» Activity: The expected answer is the set of lines in the data below between the line holding "Find brick column" and the line holding "Find hanging blue", inclusive, written out exactly.

» Material to process:
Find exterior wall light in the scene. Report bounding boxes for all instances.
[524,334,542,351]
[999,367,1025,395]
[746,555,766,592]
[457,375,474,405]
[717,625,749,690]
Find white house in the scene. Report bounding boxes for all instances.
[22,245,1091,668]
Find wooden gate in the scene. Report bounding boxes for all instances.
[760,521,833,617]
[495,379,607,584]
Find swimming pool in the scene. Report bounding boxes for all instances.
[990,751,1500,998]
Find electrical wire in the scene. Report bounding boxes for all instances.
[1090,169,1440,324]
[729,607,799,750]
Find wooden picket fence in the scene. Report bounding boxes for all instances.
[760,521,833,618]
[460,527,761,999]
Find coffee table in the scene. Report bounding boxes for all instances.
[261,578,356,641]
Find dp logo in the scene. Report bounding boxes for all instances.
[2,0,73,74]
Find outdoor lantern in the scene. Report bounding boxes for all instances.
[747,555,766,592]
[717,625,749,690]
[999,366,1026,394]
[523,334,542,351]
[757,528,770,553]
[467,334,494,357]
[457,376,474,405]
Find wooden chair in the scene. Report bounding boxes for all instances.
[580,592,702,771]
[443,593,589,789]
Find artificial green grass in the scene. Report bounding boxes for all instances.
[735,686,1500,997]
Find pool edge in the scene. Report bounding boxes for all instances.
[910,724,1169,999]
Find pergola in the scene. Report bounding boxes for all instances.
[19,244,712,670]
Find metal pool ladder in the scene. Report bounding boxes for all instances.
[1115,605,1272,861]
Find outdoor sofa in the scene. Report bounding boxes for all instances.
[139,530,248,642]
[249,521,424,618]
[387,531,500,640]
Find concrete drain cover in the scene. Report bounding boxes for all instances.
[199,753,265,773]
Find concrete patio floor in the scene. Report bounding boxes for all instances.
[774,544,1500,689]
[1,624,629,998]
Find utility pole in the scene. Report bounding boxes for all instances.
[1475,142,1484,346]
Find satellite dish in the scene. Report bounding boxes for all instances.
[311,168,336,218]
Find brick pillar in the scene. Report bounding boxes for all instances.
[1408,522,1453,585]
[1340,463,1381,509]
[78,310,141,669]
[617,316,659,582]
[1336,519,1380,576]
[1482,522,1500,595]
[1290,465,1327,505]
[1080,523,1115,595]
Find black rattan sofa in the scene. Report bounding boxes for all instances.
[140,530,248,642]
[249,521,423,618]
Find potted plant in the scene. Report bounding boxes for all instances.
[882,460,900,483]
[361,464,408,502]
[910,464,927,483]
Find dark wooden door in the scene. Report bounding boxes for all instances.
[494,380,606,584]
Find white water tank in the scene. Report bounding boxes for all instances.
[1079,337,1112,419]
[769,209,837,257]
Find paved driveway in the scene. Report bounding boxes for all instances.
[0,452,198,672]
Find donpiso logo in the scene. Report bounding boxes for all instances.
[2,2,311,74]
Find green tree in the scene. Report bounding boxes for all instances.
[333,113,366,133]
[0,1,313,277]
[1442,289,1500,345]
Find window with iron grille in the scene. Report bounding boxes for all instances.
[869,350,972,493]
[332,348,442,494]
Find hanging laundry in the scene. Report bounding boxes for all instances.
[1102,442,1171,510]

* * *

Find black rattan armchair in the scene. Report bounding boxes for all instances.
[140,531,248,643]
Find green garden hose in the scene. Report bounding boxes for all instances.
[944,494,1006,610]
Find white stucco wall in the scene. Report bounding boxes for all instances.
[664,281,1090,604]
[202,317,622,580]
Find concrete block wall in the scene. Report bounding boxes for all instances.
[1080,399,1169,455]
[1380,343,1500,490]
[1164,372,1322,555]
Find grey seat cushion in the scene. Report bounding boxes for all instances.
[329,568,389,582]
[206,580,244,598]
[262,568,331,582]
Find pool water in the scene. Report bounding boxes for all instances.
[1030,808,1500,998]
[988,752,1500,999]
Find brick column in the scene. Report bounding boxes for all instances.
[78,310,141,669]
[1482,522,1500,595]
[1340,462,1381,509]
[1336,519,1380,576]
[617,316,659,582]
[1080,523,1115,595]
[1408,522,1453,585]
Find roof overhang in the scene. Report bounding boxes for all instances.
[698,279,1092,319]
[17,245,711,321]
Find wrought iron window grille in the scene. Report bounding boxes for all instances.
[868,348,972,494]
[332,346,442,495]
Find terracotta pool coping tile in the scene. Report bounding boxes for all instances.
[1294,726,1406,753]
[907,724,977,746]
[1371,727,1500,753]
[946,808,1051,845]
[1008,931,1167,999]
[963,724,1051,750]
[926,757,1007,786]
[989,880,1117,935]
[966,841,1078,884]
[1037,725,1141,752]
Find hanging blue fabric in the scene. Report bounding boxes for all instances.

--

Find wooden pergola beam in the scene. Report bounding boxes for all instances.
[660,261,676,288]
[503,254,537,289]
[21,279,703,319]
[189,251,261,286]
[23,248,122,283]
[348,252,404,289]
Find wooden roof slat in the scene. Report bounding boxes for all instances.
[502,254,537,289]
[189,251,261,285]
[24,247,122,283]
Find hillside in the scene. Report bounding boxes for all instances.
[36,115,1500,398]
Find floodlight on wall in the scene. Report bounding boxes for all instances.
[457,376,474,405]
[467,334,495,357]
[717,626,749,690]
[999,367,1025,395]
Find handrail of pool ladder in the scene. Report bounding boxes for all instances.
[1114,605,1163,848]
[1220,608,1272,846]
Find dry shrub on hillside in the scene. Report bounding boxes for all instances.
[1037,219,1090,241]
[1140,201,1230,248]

» Response to the exercise:
Find brick column in the scene. Report bounding boxes for all instances.
[78,310,141,669]
[1482,522,1500,595]
[1340,462,1381,509]
[1336,519,1380,576]
[617,316,659,582]
[1080,523,1115,595]
[1408,522,1453,585]
Find roof overhang in the scene. Report bounding boxes for all instances.
[698,279,1092,319]
[17,245,711,321]
Find wrought iron window grille in the scene. Report bounding boxes for all instances.
[868,348,972,494]
[332,346,442,495]
Find terracotta pool coping tile in the scene. Report bounding boxes for all instances.
[1294,726,1406,753]
[907,724,977,746]
[1371,727,1500,753]
[946,808,1051,845]
[1008,931,1167,999]
[963,724,1051,750]
[926,757,1007,786]
[989,880,1117,935]
[966,841,1078,884]
[1037,725,1141,752]
Find hanging blue fabric in the scene. Report bounding boxes for all instances.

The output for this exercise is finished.